++++ DATA LINES

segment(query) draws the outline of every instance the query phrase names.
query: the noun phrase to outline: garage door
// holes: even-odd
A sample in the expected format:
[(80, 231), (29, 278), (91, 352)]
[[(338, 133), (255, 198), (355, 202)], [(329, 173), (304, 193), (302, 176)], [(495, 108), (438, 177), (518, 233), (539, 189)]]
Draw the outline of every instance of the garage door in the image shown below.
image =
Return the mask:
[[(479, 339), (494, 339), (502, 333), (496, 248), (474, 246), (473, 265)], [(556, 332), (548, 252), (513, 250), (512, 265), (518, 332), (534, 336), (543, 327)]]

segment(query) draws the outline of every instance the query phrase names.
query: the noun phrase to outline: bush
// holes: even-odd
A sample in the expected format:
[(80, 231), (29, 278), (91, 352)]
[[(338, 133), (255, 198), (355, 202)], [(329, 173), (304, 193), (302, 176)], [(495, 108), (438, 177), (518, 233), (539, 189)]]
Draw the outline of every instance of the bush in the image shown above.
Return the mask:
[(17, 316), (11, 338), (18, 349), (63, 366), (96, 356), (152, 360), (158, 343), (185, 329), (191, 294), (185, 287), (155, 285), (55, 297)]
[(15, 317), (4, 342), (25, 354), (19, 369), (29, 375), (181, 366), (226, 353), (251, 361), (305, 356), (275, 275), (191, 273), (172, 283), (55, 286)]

++++++++

EXERCISE DESCRIPTION
Please write out every one of the entries above, word for word.

WRITTEN REPLY
segment(query) draws the outline of every instance the query phrase names.
query: the noun phrase to outline: garage door
// holes: even-odd
A sample in the expected format:
[(80, 231), (29, 278), (91, 352)]
[[(338, 133), (255, 198), (355, 202)], [(329, 173), (304, 193), (302, 176)], [(495, 108), (438, 177), (518, 233), (539, 189)]]
Draw the outline of every instance of the garage door in the image shown below.
image =
Return the mask:
[[(479, 339), (494, 339), (502, 333), (496, 248), (474, 246), (473, 265)], [(556, 332), (548, 252), (513, 250), (512, 265), (518, 332), (534, 336), (543, 327)]]

segment(query) draws the outline of every instance the query phrase names.
query: the noun phrase to outline: bush
// holes: even-odd
A sample in the expected format:
[(80, 231), (29, 278), (91, 352)]
[[(338, 133), (255, 198), (355, 202)], [(329, 173), (304, 193), (302, 176)], [(495, 108), (438, 177), (518, 233), (539, 189)]]
Draw the outline of every instance of the bush in the image shown above.
Return the mask:
[(17, 316), (11, 338), (18, 349), (63, 366), (96, 356), (152, 360), (158, 343), (185, 329), (191, 294), (185, 287), (155, 285), (55, 297)]
[(15, 317), (4, 342), (25, 354), (19, 369), (29, 375), (181, 366), (226, 353), (251, 361), (305, 356), (275, 275), (191, 273), (172, 283), (55, 286)]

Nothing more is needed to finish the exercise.